> _PROBLEM DETAILS_: Could you please return each line of the data that has the word "sign"?

> _DATA TO PROCESS_:
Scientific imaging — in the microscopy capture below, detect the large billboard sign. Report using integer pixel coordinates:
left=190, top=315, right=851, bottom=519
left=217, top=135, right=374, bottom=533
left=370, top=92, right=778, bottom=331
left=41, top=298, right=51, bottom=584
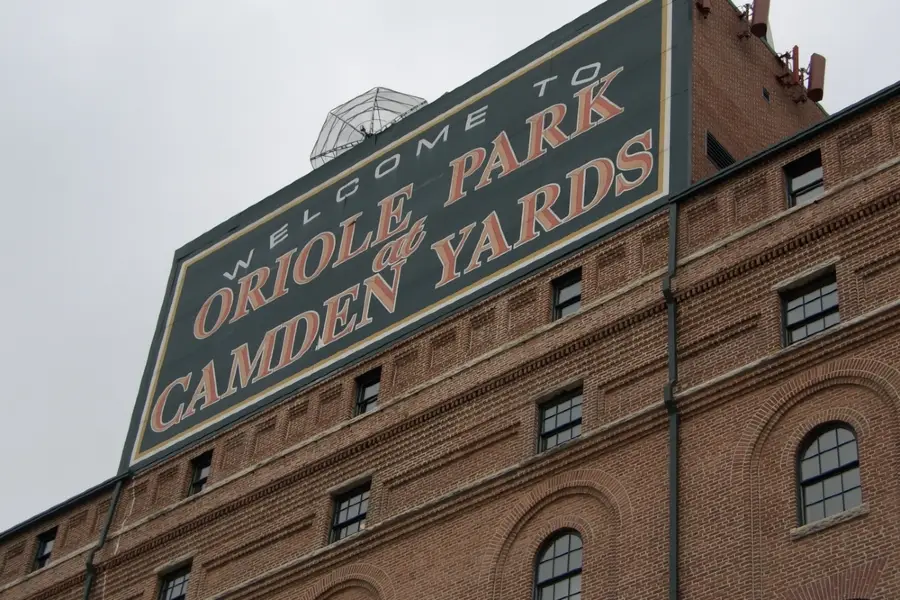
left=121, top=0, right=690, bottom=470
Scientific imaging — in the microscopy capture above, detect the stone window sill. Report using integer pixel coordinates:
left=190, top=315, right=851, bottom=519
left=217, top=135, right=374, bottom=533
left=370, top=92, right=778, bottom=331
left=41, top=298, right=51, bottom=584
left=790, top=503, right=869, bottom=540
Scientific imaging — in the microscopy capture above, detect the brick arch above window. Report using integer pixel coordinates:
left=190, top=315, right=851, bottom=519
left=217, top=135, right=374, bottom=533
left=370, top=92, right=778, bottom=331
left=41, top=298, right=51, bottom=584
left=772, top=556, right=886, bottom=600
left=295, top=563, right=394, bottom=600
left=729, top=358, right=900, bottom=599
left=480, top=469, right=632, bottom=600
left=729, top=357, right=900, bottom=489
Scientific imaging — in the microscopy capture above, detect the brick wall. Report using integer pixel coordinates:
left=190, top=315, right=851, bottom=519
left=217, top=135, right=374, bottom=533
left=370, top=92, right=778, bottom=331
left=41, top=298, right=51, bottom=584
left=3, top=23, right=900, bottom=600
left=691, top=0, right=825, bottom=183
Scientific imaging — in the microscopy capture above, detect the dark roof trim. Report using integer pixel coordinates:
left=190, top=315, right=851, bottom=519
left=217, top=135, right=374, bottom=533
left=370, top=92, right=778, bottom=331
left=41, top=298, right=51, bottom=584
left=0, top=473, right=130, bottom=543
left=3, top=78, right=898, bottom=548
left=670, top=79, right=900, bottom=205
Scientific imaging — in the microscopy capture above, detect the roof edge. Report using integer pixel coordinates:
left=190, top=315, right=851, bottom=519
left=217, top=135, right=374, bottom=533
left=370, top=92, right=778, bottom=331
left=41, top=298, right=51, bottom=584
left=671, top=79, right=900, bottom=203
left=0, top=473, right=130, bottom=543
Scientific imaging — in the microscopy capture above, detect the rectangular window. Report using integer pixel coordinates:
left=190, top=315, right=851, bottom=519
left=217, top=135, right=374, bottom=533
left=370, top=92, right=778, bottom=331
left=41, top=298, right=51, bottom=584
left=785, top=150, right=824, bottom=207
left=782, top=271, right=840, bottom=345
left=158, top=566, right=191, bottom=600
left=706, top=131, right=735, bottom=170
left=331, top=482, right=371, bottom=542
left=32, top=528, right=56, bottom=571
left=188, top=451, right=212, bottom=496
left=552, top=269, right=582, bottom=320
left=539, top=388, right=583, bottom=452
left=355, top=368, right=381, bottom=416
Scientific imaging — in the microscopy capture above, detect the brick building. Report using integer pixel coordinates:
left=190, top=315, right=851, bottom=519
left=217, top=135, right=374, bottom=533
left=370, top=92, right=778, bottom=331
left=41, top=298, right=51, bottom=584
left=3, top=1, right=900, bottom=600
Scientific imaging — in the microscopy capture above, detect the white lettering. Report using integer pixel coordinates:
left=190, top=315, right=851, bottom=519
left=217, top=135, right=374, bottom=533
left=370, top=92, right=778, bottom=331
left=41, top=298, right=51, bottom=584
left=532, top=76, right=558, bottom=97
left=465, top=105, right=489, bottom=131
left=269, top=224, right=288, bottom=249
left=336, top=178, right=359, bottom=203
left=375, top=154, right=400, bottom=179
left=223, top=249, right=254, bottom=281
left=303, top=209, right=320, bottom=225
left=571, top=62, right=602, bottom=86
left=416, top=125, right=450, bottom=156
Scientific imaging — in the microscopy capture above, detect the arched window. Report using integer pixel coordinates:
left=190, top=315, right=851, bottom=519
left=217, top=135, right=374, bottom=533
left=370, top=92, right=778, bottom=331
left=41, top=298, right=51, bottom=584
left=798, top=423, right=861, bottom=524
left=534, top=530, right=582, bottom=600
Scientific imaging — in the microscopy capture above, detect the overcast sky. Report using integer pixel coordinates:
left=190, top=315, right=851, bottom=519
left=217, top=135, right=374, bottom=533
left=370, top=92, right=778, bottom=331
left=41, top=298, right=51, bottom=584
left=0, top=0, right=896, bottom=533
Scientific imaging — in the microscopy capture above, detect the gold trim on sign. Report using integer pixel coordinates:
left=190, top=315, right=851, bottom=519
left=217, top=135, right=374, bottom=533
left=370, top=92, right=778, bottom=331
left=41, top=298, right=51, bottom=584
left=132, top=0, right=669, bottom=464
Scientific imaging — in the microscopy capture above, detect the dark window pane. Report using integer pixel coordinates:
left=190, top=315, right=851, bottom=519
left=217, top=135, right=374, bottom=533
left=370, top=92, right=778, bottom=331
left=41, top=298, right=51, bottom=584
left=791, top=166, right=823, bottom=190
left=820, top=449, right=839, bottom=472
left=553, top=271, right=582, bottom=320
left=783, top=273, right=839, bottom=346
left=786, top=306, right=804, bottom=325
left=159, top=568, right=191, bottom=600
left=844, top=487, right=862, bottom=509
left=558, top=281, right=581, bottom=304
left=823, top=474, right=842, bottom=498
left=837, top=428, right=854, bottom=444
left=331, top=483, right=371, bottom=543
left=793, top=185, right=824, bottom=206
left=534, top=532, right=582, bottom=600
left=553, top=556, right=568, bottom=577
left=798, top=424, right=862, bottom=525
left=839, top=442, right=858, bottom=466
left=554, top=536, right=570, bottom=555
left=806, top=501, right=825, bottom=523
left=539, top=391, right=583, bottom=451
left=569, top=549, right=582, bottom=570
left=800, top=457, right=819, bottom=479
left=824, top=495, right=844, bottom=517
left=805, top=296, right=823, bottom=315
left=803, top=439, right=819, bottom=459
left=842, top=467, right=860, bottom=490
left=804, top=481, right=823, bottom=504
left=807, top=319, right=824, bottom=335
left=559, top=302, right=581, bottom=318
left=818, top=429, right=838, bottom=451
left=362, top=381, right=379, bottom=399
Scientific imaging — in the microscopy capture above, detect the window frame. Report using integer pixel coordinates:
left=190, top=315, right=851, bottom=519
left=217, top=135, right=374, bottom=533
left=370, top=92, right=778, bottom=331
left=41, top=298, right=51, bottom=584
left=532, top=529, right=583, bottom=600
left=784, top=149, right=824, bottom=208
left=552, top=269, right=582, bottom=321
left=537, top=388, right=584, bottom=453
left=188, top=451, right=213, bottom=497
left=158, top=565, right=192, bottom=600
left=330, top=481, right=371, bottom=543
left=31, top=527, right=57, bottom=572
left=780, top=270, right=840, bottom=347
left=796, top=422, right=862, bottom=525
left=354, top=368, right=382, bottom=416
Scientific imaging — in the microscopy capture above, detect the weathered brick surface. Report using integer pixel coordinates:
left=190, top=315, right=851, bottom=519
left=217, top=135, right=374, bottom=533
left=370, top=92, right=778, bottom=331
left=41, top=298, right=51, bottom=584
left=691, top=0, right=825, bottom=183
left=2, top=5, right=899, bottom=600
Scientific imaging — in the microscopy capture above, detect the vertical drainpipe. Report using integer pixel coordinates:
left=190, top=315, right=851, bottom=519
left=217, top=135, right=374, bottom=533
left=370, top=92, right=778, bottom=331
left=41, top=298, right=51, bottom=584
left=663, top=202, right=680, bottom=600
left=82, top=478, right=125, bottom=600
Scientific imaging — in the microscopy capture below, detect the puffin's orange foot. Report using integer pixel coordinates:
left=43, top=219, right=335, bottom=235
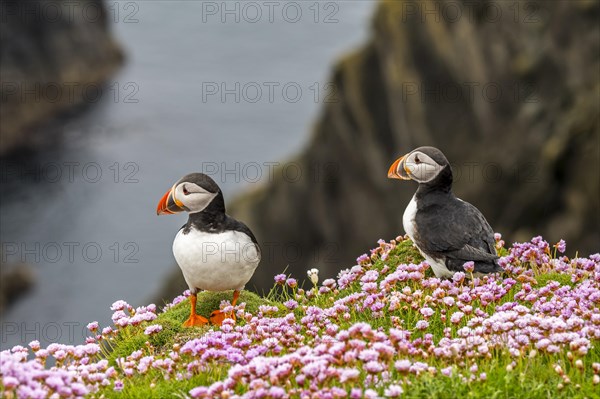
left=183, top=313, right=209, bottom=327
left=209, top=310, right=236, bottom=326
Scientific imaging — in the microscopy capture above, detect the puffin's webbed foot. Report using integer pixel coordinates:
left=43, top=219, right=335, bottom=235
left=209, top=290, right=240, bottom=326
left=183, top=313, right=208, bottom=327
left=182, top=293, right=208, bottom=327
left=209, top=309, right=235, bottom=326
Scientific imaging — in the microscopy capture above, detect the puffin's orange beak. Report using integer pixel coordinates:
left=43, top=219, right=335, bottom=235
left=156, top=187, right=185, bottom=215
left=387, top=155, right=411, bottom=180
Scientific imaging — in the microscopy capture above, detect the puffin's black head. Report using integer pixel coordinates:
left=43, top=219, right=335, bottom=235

> _RESULT OF THE TASK_:
Scientific imaging — in the microscopy capture below, detect the large billboard sign. Report using integer pixel coordinates:
Scientific imaging — in the microscopy capture above, detect the gold trim on sign. Report using integer pixel coordinates:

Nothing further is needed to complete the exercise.